▶ Aim
Write out again the records below, from the line containing "For every instance of the boy's bare" through the end of the records, both ends included. Shift every coordinate in the answers up by 26 and copy the request lines unchanged.

▶ Listing
○ ○ ○ ○ ○

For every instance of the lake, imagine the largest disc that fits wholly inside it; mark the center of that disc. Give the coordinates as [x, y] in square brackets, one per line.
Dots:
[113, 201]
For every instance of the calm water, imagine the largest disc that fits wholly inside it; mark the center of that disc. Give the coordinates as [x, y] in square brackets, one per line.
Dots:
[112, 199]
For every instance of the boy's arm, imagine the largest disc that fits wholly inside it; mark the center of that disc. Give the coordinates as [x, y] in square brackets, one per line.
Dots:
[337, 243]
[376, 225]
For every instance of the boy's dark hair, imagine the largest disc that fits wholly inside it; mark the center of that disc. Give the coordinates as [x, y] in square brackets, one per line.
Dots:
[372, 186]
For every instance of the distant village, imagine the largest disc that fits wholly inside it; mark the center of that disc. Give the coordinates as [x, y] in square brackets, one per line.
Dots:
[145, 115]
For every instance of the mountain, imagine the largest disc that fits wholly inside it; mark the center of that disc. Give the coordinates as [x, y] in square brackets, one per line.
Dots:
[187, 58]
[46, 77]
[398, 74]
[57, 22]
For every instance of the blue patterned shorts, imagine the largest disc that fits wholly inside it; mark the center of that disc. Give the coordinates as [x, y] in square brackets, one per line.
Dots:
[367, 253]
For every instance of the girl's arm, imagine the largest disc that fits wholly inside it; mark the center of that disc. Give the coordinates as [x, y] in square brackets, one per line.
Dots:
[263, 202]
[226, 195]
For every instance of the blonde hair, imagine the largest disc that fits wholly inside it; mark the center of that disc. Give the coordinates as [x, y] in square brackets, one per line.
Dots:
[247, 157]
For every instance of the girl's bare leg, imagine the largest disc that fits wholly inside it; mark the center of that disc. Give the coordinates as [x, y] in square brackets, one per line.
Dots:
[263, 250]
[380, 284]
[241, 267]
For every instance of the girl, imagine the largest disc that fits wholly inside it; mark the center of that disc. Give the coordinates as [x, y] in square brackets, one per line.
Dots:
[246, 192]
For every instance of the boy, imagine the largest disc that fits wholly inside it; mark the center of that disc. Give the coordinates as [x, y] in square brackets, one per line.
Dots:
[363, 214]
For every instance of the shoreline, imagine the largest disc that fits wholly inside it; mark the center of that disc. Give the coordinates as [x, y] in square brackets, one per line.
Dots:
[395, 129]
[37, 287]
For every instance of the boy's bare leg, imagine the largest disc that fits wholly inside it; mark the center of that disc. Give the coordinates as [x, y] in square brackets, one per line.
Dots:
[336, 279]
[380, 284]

○ ○ ○ ○ ○

▶ Task result
For every instance of the boy's bare leg, imagine the largest disc that fits wholly inside it; mark the center of that disc. Give the coordinates as [x, y] in square brackets, one per line.
Dots:
[362, 305]
[406, 310]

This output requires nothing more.